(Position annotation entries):

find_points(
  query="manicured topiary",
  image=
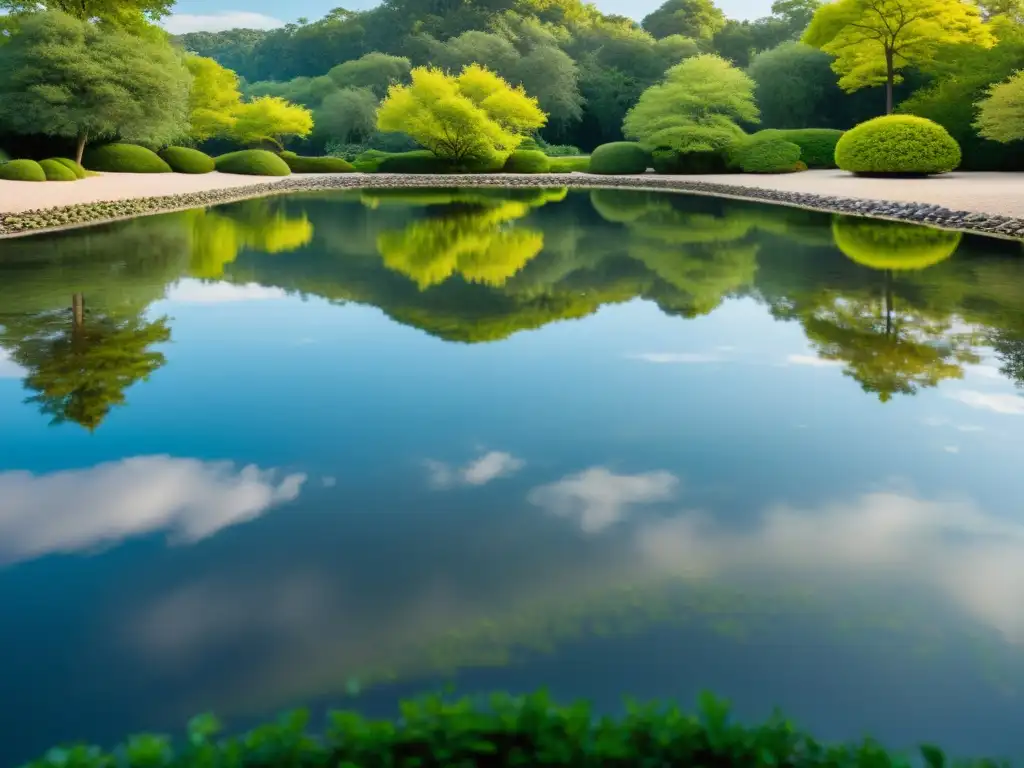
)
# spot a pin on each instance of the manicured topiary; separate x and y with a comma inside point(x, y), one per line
point(56, 171)
point(186, 160)
point(22, 170)
point(316, 165)
point(253, 163)
point(620, 158)
point(74, 167)
point(899, 144)
point(527, 161)
point(124, 159)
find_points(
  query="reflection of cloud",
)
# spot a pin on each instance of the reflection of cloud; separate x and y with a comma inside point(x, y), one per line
point(488, 467)
point(77, 509)
point(1000, 403)
point(676, 357)
point(599, 498)
point(973, 557)
point(197, 292)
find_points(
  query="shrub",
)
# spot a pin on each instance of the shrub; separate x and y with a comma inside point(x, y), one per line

(TASK DIRECTIONS):
Reproduce every line of the entries above word for word, omitting the pictures.

(ANSWER TO THE TASK):
find_points(
  query="manicured topiary",
  image=
)
# spot a pin on each instance of the manicured topiary; separate x and y with a comma inside point(x, y), one per line
point(56, 171)
point(186, 160)
point(22, 170)
point(316, 165)
point(253, 163)
point(620, 158)
point(74, 167)
point(899, 144)
point(527, 161)
point(124, 159)
find_points(
  query="reflection of cloud",
)
# spot a pin on each instance of the reflection of cloud; separate x and y with a comma inside point(x, y), one per line
point(488, 467)
point(77, 509)
point(1000, 403)
point(676, 357)
point(599, 498)
point(973, 557)
point(197, 292)
find_points(
  query="shrub",
)
# spot a pin on each instance of the shrub; separate x and y with a comma inside point(x, y), one per line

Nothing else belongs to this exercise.